◆ WORK INSTRUCTIONS ◆
The data below should be printed in full, exactly, and without any of its images.

— Begin EXERCISE MATERIAL —

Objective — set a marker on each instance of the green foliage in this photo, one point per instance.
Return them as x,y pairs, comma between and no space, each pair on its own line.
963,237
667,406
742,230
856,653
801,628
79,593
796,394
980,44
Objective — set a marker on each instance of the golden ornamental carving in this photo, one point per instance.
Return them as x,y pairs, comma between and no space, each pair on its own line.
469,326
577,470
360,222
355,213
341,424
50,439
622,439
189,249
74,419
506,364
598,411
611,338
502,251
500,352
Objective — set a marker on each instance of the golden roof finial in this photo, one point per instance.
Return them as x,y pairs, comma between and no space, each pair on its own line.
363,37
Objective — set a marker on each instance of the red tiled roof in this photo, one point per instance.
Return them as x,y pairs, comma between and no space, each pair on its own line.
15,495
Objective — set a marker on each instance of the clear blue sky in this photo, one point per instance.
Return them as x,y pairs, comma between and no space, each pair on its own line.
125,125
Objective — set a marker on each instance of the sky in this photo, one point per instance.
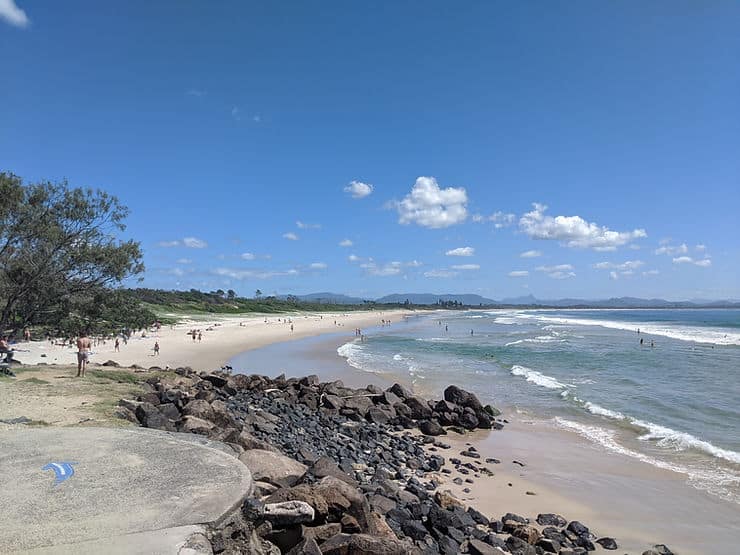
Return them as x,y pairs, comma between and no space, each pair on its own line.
559,149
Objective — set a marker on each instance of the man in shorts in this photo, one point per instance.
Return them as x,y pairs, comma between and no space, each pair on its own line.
83,353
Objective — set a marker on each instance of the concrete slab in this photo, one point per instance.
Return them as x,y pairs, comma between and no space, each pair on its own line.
62,486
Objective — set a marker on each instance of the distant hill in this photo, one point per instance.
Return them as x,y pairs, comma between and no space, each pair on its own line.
430,298
333,298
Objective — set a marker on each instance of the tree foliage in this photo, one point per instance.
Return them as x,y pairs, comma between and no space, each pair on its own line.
60,254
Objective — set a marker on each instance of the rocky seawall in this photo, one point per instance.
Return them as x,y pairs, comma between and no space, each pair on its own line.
340,470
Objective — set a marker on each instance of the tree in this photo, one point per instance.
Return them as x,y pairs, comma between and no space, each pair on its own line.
59,252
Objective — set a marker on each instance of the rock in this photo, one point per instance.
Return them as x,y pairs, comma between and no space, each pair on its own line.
380,415
323,532
446,500
307,546
350,525
195,425
325,466
400,391
478,517
273,467
419,408
608,543
199,408
463,398
363,544
216,380
577,528
431,428
477,547
469,421
529,534
150,417
126,414
414,529
248,441
551,519
288,513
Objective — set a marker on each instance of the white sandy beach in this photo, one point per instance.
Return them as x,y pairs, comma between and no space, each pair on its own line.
222,338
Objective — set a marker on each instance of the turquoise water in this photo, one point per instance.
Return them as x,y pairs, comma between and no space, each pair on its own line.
671,402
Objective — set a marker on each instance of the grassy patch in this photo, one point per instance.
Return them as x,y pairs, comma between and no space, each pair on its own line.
35,381
118,376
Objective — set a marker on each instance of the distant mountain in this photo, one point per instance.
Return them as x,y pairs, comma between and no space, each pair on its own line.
430,298
330,298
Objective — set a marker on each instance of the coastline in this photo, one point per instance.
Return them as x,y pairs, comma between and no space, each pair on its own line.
223,338
632,501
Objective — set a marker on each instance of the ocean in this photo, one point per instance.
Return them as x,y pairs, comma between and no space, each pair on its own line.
667,396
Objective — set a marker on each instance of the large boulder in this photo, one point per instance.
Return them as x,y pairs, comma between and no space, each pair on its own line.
419,408
288,513
364,544
458,396
272,467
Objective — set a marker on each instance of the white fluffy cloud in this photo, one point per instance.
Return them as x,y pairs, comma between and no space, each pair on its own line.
704,262
531,254
194,243
13,14
499,219
624,266
461,251
304,225
189,242
440,273
430,206
390,269
574,231
561,271
358,189
672,250
241,274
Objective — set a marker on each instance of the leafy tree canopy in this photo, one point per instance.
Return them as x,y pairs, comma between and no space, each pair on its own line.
60,254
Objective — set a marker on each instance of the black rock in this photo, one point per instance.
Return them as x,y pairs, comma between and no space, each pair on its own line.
431,428
551,519
608,543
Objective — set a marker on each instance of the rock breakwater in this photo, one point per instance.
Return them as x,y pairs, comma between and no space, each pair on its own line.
340,470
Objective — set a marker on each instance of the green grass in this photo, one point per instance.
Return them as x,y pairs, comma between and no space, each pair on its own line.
35,381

— End EXERCISE MATERIAL —

◆ COMPLETED TASK ◆
Objective — set a marker on each instance of the green foliage in this photo, one point per instance.
Return them as x,y pairs, comma between and no space, each pair on its own line.
963,237
667,406
742,230
856,653
801,628
79,593
796,394
980,44
Objective — set a marker on each instance of the golden ornamental carving in this photo, one point per instance.
Return them as x,y pairs, comma between and no space, each pair on its own line.
469,326
577,470
360,222
355,213
341,424
50,439
622,439
189,249
74,419
506,364
598,411
611,338
502,251
500,352
Objective — set a marker on each instance of the golden roof finial in this photo, one point per instance.
Return them as x,y pairs, comma between and no space, each pair on its own line.
363,37
Objective — set a marker on each instance of the red tiled roof in this photo, one point per instance.
Return them as x,y pairs, comma between and no space, each pair on its own line.
15,495
Objective — set a marker on each instance of the clear blue sky in this photo, one point per instance.
Return them as x,y pairs, comma between and no space, each pair on its own line.
125,125
Objective — set a marker on each instance of the sky in this photo, one point per instance.
Return them as x,y pairs, comma between and no space, each pair on its own line.
559,149
Objective — set a marker on each instance of the man in shorts in this photo, one point per instance.
Return them as x,y pairs, comma between and no space, each pair on its own line.
83,353
Objective — set a marker on each instance of the concrete slab in this photo, one point per instance.
Return them as x,y pairs, comma between and no space, each pair on its own line.
62,486
Objective — set a marker on each instance of the distant hill in this photo, one point per instance.
Return them as x,y pairs, comma between and no space, each pair on its own line.
430,298
333,298
Objective — set a marker on each instance of the tree foliage in this photo, one point per instance.
Return them as x,y pairs, comma between and no space, each pair on its own line.
60,254
Objective — set a marker on each instance of the rocky seawall in this photo, one point per instance.
Return them as x,y pairs, comma between and no space, each pair on its own line.
340,470
Objective — set a marker on each instance of the tree in this photo, one point per instance.
Return them as x,y pairs, comma between and no space, each pair on its own line.
59,252
Objective — set a marker on each instance of the rock in this photo, one point per instance.
Return them as x,y pairs, comma between and no space, each pair on its own line.
380,415
323,532
446,500
307,546
350,525
195,425
325,466
400,391
478,517
273,467
419,408
608,543
199,408
463,398
363,544
216,380
577,528
431,428
477,547
469,421
529,534
150,417
126,414
414,529
248,441
551,519
288,513
Objective — set a marker on each instance of the white sandy beach in this photo, one point per instance.
Return them as x,y pairs, comma between and no space, each pair on its own line.
222,338
Objective — set a marker on each instance of the turquoise water in this photo, one point per instance.
Return them as x,y pairs, comma between and no space, each pair on its own line.
671,402
Objective — set a marker on each instance of the grassy patch in this photo, one point per instance.
Return them as x,y pairs, comma between and no space, each pair on its own line.
35,381
118,376
Objective — set a marker on each instance of the distant mountain in this photo, one point per instance.
Return them as x,y pairs, comma between and no space, each pair on its own line.
430,298
330,298
Objective — set a marker on each instance of the coastline in this photo, one point per instance.
Return them as x,y pairs, comma between and no space, each pair on its own line.
223,338
632,501
Objective — set a marker on each instance of the ocean in this photo, one point per instance.
Return them as x,y pairs, comma between and no space, each pair on its own line.
667,396
Objective — set a marker on each instance of the large boulder in this photo, one point per instance.
Return them as x,y pairs, comma between and no space, each pair on its own line.
419,408
288,513
364,544
458,396
272,467
Objective — set a marker on each instance of the white fluffy cloud in this photo, one point per instance.
Return them as x,y pairs, comma between and no space, each pair on its own line.
704,262
531,254
194,243
13,14
499,219
624,266
461,251
304,225
189,242
440,273
430,206
390,269
574,231
561,271
358,189
672,250
241,274
Objective — set a marker on each instance of the leafy tree canopy in this photo, one point per instance.
Return them as x,y pairs, comma between and no space, each pair on its own line.
60,254
Objective — set a marker on each instance of the black rock in this photo, one point per instance.
Return them as x,y pairs, comma between and no space, each pair on its own line.
431,428
551,519
608,543
Objective — set a marker on each instance of the rock breakwater in this photo, one point per instance.
Return them as x,y pairs, comma between and no space, each pair on its own line.
340,470
Objective — set a marker on each instance of the green grass in this photo, one point per instance.
Return them as x,y pairs, comma between and no space, each pair on its own line.
35,381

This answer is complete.